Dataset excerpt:

####################

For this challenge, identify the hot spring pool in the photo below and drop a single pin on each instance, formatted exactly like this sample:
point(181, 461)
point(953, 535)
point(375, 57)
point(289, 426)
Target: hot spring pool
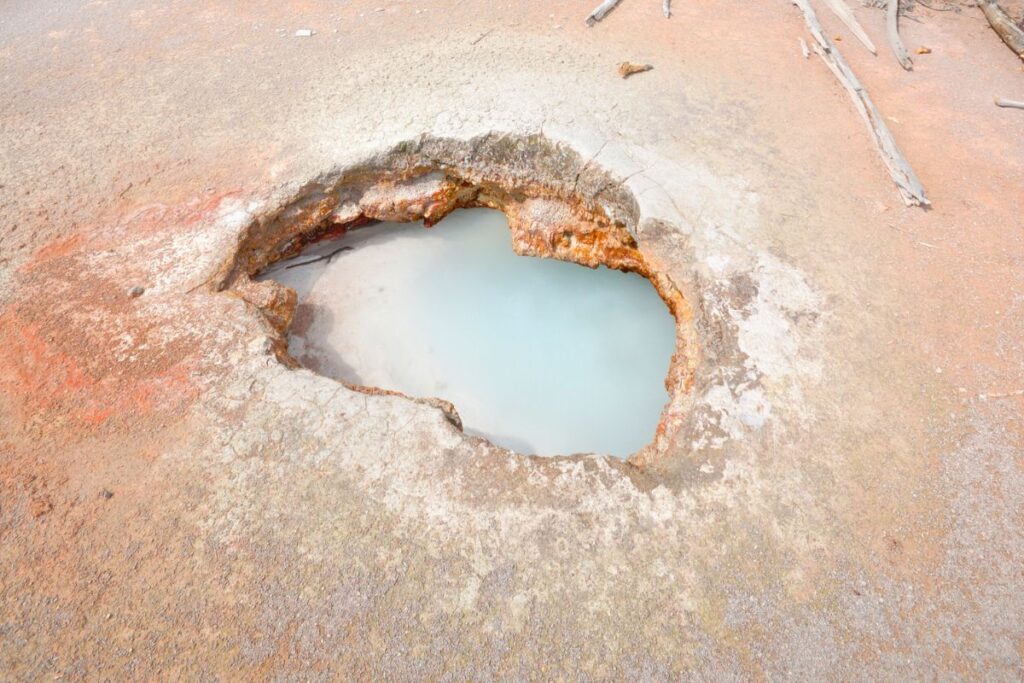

####################

WHAT THIS TASK INVOLVES | Copy out every line of the items above word for word, leaving the pictures out.

SOLVED PROBLEM |
For this challenge, identify the hot spring pool in the photo below and drop a single pin on each instance, formatted exactly like this sample:
point(181, 461)
point(953, 535)
point(375, 57)
point(289, 426)
Target: hot spring pool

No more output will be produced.